_Required work:_
- A) Answer these questions from the text on commuter gardening:
(i) How many hens and how many cockerels does the writer keep?
(ii) Which plant is the writer finally giving up on this year?
(iii) How many Quercus ilex are in mid-topiarisation?
- B) Reproduce the passage of the text on commuter gardening between "As for style, my" and "of the week.", inclusive, with no changes.

_Text provided:_
============

On the other hand, I don’t pay for a gym membership…Two things really help with what can be rather lonely gardening sessions:
Bought by my children a few years ago; I can weed and dig, repot and trim from the Today programme right through to PM, later of course in summer. And again, from the Archers Omnibus to the book programme on Sunday. Heavenly.
My 14 hens and three cockerels are great company. Over winter, the red Sussex hens are allowed up from the field and into the main garden to help clear the borders of slugs and snails and other bugs, and of course their role as mobile manure-generators, pooh-ing prolifically everywhere they go, is very welcome.
Know what you want
This saves a lot of time, although it can seem brutal. It’s just that long-distance commuters do not have time to molly-coddle, so plants have to be hardy:
Watering, except the pots or very young plants, is a no-no, so plants have to be drought-tolerant.
As for style, my garden is surrounded by fields, so the design fits in with the location — essentially prairie combined with annuals.
The philosophy of right plant, right place is great for the speed-gardener; and means you do not have to improve your soil. Pragmatism rules.
And those long commutes give you time to plan and research your plants before you order – make use of them!
Accept complete failure stoically
On the flip side, some of the more needy varieties of plants will die through lack of attention or by being ignored on the wrong day of the week.
I’ve had heart-breaking failures — farewell, fickle Daphne mezereum, all those fancy achilleas that reverted to yarrow within a year — and plants I don’t seem to be able to grow, no matter what.
This year I’m finally giving up on Convallaria majalis, lily of the valley. If anyone has any tips on how to establish it, please let me know.
And clematis. I can barely bring myself to think of all the beautiful climbers I have bought, and which have returned the favour by curling up their toes and checking out almost immediately they’ve been taken out of their pot.
Topiary and hedging, which require sudden bursts of action (pruning) followed by months, if not years, of inaction, are a commuter’s best friend. They fit the schedule perfectly.
The terrace garden has four yews shaped into spirals and egg-cup shapes, which are gradually, over the years, filling out; as is the small yew hedge with the beginnings of shapes (I haven’t decided what yet, maybe next year inspiration will strike).
Five Quercus ilex are in mid-topiarisation; I bought them about six years ago, and I hope within the next two years I will have finished a basic shape on them all. Which is related to…
Great structure really helps the time-poor gardener.
When all else is falling apart — you haven’t had time to weed, the geraniums are over-grown and swallowing the young alliums, bits of unidentified dead stuff, possibly wind-bashed cerinthes, need clearing — if you have a no-nonsense set of shrubs, trees, paths and hedging, you will have something that holds the garden together.

============

_Recorded information:_
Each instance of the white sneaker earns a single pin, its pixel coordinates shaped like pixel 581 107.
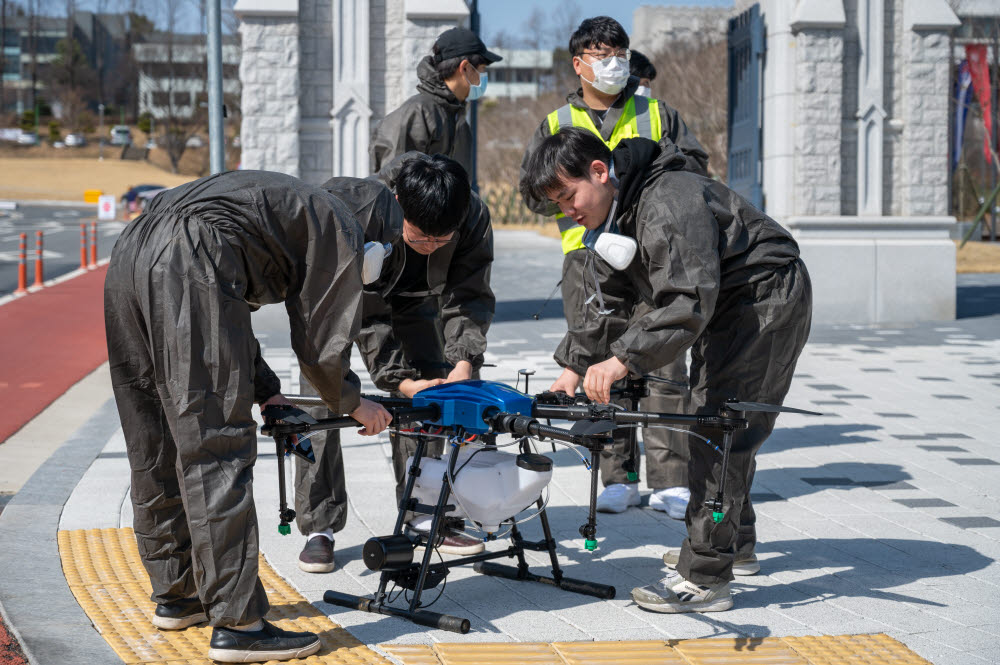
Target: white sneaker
pixel 673 595
pixel 742 564
pixel 672 500
pixel 617 497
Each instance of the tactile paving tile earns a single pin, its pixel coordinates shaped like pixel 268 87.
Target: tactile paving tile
pixel 648 652
pixel 499 653
pixel 854 649
pixel 105 574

============

_Answers provided:_
- A)
(i) 14 hens and three cockerels.
(ii) Convallaria majalis, lily of the valley.
(iii) Five.

- B)
As for style, my garden is surrounded by fields, so the design fits in with the location — essentially prairie combined with annuals.
The philosophy of right plant, right place is great for the speed-gardener; and means you do not have to improve your soil. Pragmatism rules.
And those long commutes give you time to plan and research your plants before you order – make use of them!
Accept complete failure stoically
On the flip side, some of the more needy varieties of plants will die through lack of attention or by being ignored on the wrong day of the week.